Document text —

»»

The information is displayed on Hellmich's dashboard and multiple screens throughout the emergency department. It's also accessible from any intranet-enabled device after user-authentication. The system tracks how much time a patient has spent alone, when he or she came in and whether the patient leaves his or her room—say, to go get an X-ray.

By recording the movements of every person in the emergency department, Mayo hopes to reduce wait-time for patients, and improve care by helping staff, patients and families find each other more easily.

"We are already living in this age of big data where clinical information is being used for a patient’s journey as they go through the system," says Kalyan Pasupathy, scientific director of Mayo Clinic's Clinical Engineering Learning Laboratory.

Pasupathy and Hellmich led a team of multi-disciplinary professionals to develop the system.

"One thing we were missing in that picture is physical location information."

When Mayo rolled out the system last year, patients barely noticed, Hellmich says. Many assumed the clinic already had something like it in place.

««

List of tasks —
A - Quote the passage about Mayo's emergency department tracking system word for word, starting at "By recording the movements" and ending at "Engineering Learning Laboratory.".
B - Extend the passage about Mayo's emergency department tracking system past its final sentence.

Input data —
»»

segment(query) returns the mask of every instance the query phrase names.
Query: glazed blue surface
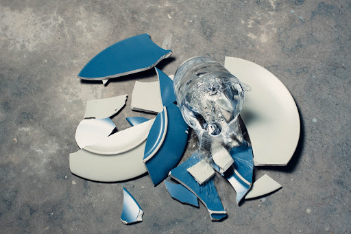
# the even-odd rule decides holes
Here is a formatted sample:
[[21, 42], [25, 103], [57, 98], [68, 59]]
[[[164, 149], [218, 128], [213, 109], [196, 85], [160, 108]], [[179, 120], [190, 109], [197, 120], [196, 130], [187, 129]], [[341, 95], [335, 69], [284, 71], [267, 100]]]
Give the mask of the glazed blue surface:
[[127, 117], [127, 118], [125, 118], [125, 119], [127, 119], [128, 123], [132, 126], [135, 126], [136, 125], [138, 125], [138, 124], [143, 124], [144, 122], [146, 122], [147, 121], [150, 120], [149, 119], [144, 118], [144, 117]]
[[225, 212], [226, 211], [219, 199], [213, 180], [210, 179], [200, 185], [190, 173], [186, 171], [186, 169], [201, 161], [202, 158], [199, 154], [198, 152], [193, 154], [188, 160], [172, 169], [169, 173], [169, 176], [194, 193], [206, 207], [207, 209], [209, 210], [209, 213], [210, 210], [215, 212], [212, 215], [210, 213], [211, 220], [219, 220], [226, 217], [226, 215], [225, 213], [219, 213], [219, 212]]
[[[252, 148], [247, 144], [232, 148], [230, 154], [234, 159], [233, 165], [222, 176], [226, 178], [237, 192], [237, 202], [239, 203], [247, 193], [252, 183], [254, 161]], [[247, 182], [243, 180], [234, 170]]]
[[[168, 116], [166, 137], [157, 152], [145, 162], [146, 167], [155, 186], [166, 178], [169, 171], [179, 163], [183, 156], [188, 139], [188, 134], [186, 132], [188, 130], [188, 125], [184, 121], [178, 107], [171, 103], [166, 108]], [[159, 114], [159, 116], [161, 115]], [[158, 136], [162, 132], [159, 124], [156, 120], [154, 124], [158, 125], [158, 128], [154, 128], [153, 126], [150, 130], [149, 137], [147, 137], [146, 141], [146, 153], [149, 149], [155, 148], [154, 145], [158, 142], [152, 136]]]
[[125, 224], [141, 222], [141, 220], [136, 220], [141, 211], [143, 212], [143, 210], [136, 200], [123, 187], [123, 207], [121, 220], [125, 221], [126, 222]]
[[246, 143], [230, 150], [230, 155], [234, 159], [234, 167], [249, 183], [252, 183], [254, 170], [254, 156], [252, 148]]
[[171, 196], [182, 203], [189, 204], [194, 207], [199, 207], [197, 197], [189, 189], [180, 184], [175, 184], [165, 180], [166, 187]]
[[147, 34], [121, 40], [97, 54], [82, 69], [78, 78], [101, 80], [151, 69], [171, 55], [156, 45]]
[[161, 91], [161, 99], [163, 106], [176, 102], [176, 97], [174, 95], [173, 89], [173, 80], [163, 71], [155, 67], [157, 75], [158, 76], [158, 82], [160, 83], [160, 90]]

««

Responses to the exercise —
A -
By recording the movements of every person in the emergency department, Mayo hopes to reduce wait-time for patients, and improve care by helping staff, patients and families find each other more easily.

"We are already living in this age of big data where clinical information is being used for a patient’s journey as they go through the system," says Kalyan Pasupathy, scientific director of Mayo Clinic's Clinical Engineering Learning Laboratory.

B -
But Mayo Clinic staff were less enthusiastic at first.

"Physicians, nurses, lab techs were all worried about this being Big Brother," says Hellmech. "So that was our biggest concern and our biggest hurdle."

The team that developed the system says they assuaged fears by establishing an ethics committee to review how the technology would be used. No individual Mayo employee would have his or her location information analyzed without prior consent, the committee decided. This means, for example, the hospital wouldn't evaluate the duration of someone's lunch break or track whether two staff members spent time together.

When staff are on a break, outside the ED, or in the restroom, they are listed as "out of department." The committee also agreed that the information wouldn't be used in performance reviews.

But Michelle de Mooy from the Center for Democracy & Technology, which works on Internet privacy issues, points to concerns about who might be able to see the data.

"I would really want to be sure that there were restrictions on who could access the information, how much they could access. And that doesn't just include performance evaluations, but also insurance companies," she says. "The government is another really big question. There's a lot of people who get their health care through the government, so there are questions about how much they can see."

The information in patients' RFID wristbands doesn't contain personal medical data or names. Rather, a string of numbers is assigned to each patient and only shows up as a person's name once a staff member is logged in and looking at the YES Board.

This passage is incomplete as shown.